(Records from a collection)

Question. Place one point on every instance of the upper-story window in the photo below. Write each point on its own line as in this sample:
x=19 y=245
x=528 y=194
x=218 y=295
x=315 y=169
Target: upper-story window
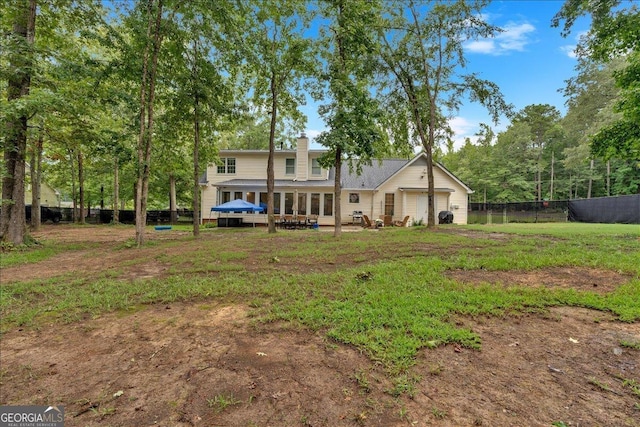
x=227 y=165
x=315 y=167
x=290 y=166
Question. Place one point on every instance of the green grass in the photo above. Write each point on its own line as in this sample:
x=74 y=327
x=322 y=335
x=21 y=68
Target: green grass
x=387 y=292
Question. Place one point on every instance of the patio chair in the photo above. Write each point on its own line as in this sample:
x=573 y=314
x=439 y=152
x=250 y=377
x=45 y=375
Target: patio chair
x=386 y=220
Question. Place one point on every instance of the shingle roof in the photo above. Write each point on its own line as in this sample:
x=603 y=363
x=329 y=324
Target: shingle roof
x=372 y=175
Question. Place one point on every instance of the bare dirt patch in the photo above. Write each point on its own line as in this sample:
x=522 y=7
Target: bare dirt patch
x=206 y=364
x=579 y=278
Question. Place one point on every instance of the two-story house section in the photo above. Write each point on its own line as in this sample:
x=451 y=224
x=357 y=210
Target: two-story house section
x=391 y=187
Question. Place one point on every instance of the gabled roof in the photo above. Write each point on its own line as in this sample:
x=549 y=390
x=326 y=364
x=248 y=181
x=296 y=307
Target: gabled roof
x=379 y=172
x=371 y=176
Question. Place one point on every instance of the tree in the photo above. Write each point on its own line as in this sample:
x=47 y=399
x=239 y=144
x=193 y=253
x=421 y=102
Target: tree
x=279 y=57
x=543 y=121
x=614 y=33
x=21 y=63
x=422 y=49
x=203 y=88
x=353 y=116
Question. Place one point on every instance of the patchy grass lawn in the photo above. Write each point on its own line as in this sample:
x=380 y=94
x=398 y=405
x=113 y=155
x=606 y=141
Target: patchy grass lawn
x=390 y=318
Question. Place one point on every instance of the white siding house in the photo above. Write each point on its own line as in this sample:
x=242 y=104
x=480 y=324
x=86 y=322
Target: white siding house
x=391 y=187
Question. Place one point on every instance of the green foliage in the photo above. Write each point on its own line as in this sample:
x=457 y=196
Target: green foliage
x=395 y=302
x=615 y=33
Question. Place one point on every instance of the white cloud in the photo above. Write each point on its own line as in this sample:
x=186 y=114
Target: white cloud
x=462 y=129
x=313 y=134
x=569 y=50
x=515 y=37
x=481 y=46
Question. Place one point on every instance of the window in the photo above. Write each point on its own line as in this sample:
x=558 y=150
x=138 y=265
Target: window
x=302 y=203
x=227 y=165
x=315 y=203
x=288 y=203
x=328 y=204
x=290 y=168
x=276 y=202
x=389 y=199
x=315 y=167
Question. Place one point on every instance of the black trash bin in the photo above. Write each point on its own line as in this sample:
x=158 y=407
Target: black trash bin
x=445 y=217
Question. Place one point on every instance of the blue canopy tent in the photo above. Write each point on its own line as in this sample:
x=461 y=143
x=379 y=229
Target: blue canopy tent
x=237 y=206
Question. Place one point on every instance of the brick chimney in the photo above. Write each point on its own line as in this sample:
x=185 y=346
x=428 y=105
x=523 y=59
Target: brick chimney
x=302 y=158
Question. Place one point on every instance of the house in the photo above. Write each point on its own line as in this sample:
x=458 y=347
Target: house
x=49 y=196
x=391 y=187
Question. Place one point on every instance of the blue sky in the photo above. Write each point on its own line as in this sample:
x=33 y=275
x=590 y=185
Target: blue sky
x=529 y=61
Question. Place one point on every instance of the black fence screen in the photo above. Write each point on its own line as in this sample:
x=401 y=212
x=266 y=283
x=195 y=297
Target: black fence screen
x=502 y=213
x=620 y=209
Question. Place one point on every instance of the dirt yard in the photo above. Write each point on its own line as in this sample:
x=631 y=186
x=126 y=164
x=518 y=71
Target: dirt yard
x=205 y=364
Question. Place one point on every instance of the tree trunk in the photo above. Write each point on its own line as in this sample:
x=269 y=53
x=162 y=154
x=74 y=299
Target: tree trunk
x=173 y=203
x=337 y=191
x=196 y=168
x=116 y=190
x=13 y=228
x=270 y=171
x=81 y=218
x=608 y=178
x=74 y=190
x=36 y=182
x=147 y=95
x=590 y=180
x=552 y=172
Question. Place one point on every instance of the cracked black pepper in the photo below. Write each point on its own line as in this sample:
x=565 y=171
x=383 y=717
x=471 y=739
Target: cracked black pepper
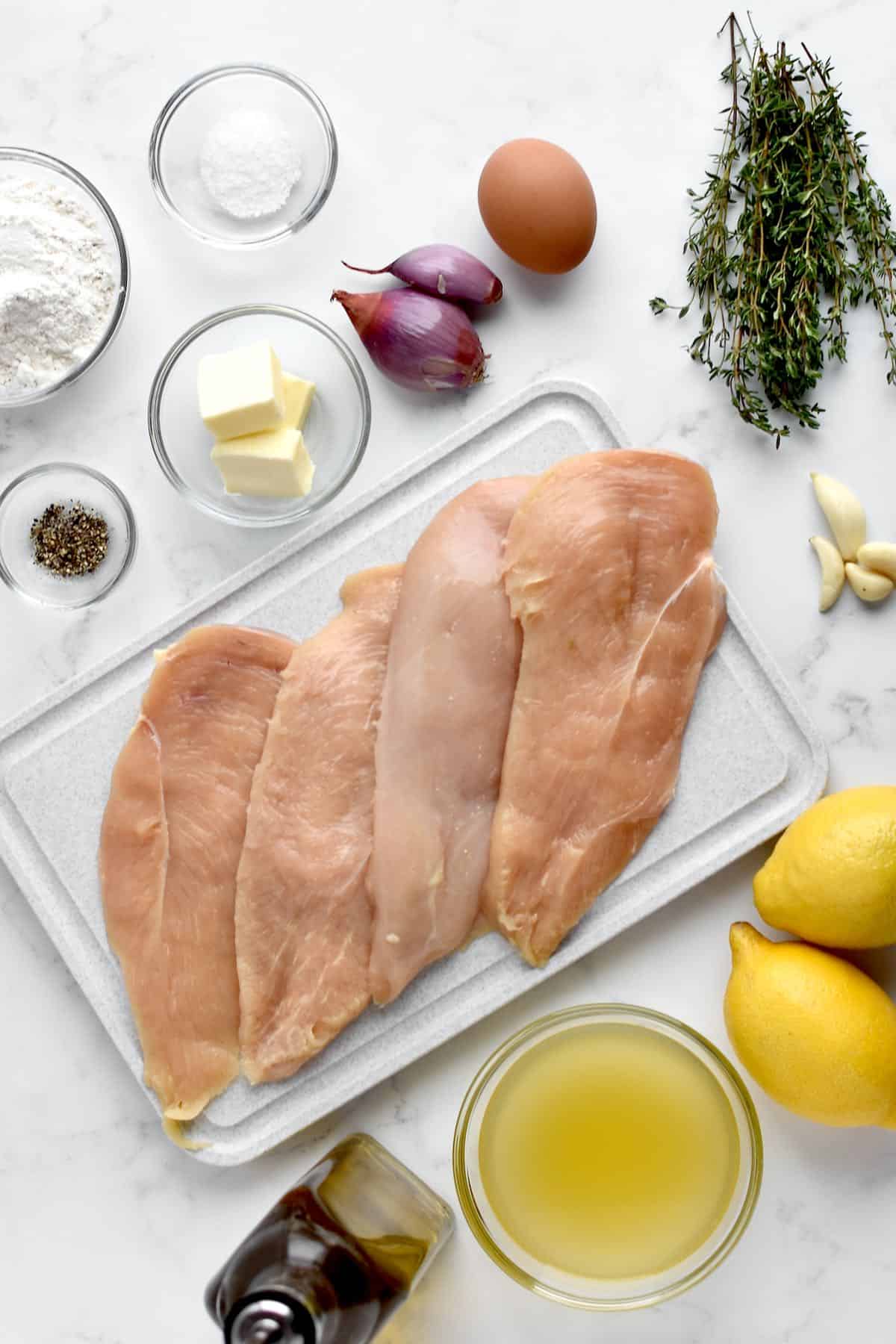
x=70 y=539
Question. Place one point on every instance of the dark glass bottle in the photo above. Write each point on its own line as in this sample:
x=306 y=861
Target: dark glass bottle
x=335 y=1257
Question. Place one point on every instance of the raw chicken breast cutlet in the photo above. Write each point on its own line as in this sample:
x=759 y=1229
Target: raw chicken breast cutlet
x=610 y=571
x=171 y=840
x=302 y=914
x=449 y=685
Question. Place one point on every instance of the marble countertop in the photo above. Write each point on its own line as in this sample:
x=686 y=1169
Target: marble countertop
x=108 y=1233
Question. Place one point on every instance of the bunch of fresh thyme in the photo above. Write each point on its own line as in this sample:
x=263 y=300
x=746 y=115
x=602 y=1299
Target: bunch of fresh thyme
x=788 y=233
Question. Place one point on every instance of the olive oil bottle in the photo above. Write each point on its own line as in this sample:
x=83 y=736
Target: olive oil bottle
x=335 y=1257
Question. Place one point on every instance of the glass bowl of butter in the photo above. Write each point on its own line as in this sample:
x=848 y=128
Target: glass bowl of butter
x=260 y=416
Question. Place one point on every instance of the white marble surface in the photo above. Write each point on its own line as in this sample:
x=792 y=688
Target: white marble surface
x=108 y=1234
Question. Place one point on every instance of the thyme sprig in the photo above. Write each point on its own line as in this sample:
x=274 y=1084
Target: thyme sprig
x=788 y=231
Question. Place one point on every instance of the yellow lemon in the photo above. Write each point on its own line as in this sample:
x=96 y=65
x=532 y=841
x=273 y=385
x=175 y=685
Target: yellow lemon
x=832 y=877
x=817 y=1034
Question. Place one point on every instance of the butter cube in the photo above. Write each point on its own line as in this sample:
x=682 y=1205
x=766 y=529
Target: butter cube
x=242 y=391
x=272 y=463
x=297 y=394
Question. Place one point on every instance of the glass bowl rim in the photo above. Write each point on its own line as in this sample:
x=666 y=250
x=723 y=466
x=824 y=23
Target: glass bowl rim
x=211 y=75
x=526 y=1036
x=19 y=154
x=78 y=470
x=312 y=504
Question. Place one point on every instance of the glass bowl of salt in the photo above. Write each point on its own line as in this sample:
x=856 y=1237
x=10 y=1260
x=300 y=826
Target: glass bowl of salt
x=243 y=156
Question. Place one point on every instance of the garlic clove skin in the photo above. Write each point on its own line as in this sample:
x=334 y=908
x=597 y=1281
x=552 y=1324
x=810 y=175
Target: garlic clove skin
x=833 y=574
x=844 y=514
x=879 y=557
x=867 y=585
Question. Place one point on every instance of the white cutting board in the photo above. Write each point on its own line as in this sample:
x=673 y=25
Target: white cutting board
x=751 y=762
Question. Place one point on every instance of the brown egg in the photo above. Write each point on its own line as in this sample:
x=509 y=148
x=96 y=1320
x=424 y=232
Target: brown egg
x=538 y=205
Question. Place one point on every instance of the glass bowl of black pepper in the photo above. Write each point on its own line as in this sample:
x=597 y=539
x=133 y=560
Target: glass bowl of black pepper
x=67 y=535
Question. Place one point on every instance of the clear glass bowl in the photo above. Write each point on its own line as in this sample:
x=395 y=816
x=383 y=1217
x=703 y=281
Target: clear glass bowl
x=63 y=483
x=573 y=1289
x=188 y=116
x=31 y=163
x=336 y=432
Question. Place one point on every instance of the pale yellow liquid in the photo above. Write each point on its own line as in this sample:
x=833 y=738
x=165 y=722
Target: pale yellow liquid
x=609 y=1151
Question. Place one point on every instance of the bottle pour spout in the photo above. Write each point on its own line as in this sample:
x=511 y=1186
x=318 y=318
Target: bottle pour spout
x=273 y=1320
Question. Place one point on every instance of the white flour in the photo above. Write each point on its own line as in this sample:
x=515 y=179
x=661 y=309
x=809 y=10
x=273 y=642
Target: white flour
x=250 y=163
x=58 y=282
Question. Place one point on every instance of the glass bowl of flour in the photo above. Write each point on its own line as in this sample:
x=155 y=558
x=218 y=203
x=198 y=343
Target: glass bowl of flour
x=243 y=156
x=63 y=276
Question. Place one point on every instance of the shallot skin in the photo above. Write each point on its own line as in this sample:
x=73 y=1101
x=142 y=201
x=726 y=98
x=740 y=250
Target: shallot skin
x=445 y=272
x=417 y=340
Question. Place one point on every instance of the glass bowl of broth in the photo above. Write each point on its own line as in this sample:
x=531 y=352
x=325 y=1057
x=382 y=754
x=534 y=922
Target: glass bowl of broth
x=608 y=1157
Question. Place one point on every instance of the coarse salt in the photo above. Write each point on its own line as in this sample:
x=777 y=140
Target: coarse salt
x=250 y=163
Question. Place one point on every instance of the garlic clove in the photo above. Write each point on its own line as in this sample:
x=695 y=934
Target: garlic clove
x=867 y=585
x=844 y=514
x=879 y=557
x=833 y=576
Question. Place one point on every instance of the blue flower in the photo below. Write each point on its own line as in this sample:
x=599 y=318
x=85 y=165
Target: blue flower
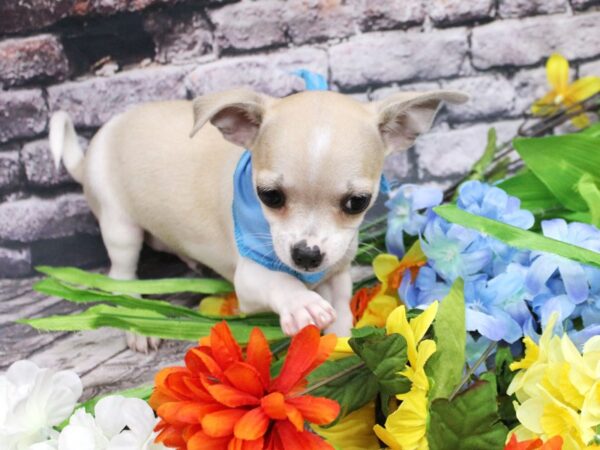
x=424 y=291
x=454 y=251
x=404 y=215
x=488 y=201
x=589 y=309
x=544 y=265
x=485 y=313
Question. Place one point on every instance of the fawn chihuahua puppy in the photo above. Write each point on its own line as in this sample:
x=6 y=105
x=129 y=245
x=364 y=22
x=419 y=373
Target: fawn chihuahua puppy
x=280 y=219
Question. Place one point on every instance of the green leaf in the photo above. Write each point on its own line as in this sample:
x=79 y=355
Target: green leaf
x=147 y=323
x=588 y=189
x=480 y=167
x=80 y=277
x=517 y=237
x=73 y=294
x=385 y=356
x=447 y=364
x=469 y=422
x=593 y=131
x=560 y=162
x=351 y=392
x=534 y=194
x=504 y=377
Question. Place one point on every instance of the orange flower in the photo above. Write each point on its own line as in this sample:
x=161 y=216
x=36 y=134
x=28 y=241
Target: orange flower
x=223 y=400
x=361 y=299
x=534 y=444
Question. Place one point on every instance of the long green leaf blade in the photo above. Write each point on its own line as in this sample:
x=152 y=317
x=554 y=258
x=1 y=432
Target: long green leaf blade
x=147 y=323
x=560 y=162
x=55 y=288
x=447 y=364
x=517 y=237
x=534 y=194
x=80 y=277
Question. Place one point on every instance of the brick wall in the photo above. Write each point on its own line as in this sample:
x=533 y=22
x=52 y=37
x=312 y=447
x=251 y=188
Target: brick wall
x=94 y=58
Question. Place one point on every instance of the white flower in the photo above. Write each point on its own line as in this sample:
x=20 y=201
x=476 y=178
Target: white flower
x=32 y=402
x=119 y=424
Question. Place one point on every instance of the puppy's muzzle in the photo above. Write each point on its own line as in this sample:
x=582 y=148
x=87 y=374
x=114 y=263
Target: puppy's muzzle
x=307 y=257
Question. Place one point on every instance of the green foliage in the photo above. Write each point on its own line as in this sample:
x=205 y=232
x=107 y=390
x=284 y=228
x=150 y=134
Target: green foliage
x=468 y=422
x=516 y=237
x=78 y=277
x=560 y=162
x=385 y=356
x=148 y=323
x=534 y=194
x=588 y=189
x=352 y=391
x=447 y=364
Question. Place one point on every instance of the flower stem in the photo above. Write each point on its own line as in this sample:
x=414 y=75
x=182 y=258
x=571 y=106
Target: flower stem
x=328 y=380
x=488 y=351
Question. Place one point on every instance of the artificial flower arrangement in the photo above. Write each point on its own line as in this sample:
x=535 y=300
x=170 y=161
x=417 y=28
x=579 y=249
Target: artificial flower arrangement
x=479 y=330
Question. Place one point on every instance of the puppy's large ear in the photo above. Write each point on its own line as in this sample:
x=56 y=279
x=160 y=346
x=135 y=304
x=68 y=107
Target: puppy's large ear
x=237 y=113
x=405 y=115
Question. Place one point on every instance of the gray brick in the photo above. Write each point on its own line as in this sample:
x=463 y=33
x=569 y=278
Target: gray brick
x=491 y=96
x=385 y=57
x=386 y=14
x=584 y=4
x=524 y=8
x=39 y=165
x=36 y=218
x=93 y=101
x=15 y=262
x=10 y=170
x=180 y=37
x=381 y=93
x=590 y=69
x=452 y=153
x=271 y=74
x=398 y=166
x=313 y=20
x=531 y=40
x=249 y=25
x=529 y=86
x=35 y=58
x=451 y=12
x=23 y=113
x=24 y=15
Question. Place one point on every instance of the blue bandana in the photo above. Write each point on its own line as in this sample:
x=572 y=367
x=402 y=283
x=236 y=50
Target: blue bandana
x=252 y=231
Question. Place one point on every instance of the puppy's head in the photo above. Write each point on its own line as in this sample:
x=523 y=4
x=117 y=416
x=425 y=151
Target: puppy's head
x=317 y=160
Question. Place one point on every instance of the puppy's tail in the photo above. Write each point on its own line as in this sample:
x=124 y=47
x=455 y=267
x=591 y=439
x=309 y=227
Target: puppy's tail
x=64 y=145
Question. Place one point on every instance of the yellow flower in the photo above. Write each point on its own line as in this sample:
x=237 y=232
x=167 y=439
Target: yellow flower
x=405 y=428
x=558 y=389
x=353 y=432
x=389 y=271
x=563 y=94
x=412 y=331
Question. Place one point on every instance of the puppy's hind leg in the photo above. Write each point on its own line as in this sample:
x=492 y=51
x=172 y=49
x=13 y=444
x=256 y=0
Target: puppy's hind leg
x=123 y=240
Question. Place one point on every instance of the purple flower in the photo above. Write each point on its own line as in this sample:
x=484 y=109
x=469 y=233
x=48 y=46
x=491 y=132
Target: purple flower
x=488 y=201
x=545 y=265
x=454 y=251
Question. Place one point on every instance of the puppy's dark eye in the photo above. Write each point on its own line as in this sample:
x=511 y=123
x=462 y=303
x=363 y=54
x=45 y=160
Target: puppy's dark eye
x=273 y=198
x=355 y=204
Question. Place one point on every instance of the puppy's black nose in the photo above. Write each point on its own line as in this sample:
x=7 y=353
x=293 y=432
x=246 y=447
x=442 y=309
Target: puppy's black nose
x=307 y=257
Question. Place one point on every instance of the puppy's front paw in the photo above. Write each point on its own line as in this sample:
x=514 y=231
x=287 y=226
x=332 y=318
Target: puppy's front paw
x=141 y=344
x=306 y=309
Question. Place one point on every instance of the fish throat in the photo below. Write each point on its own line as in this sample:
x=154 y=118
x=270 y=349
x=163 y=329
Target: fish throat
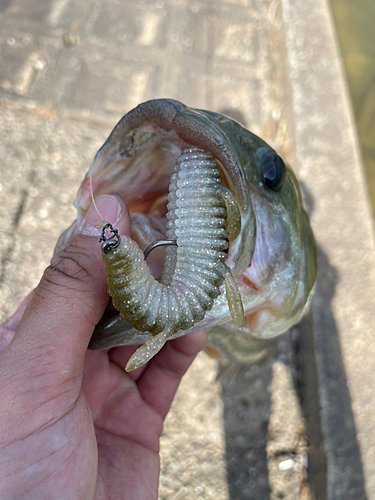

(WORK TO BE COMPLETED): Which lines of the data include the string "throat"? Copy each of them.

(SOLUTION):
Question. Place one point on every instance of the fish throat in the photo below. Write each point on its own line as in this sample:
Target: fish throat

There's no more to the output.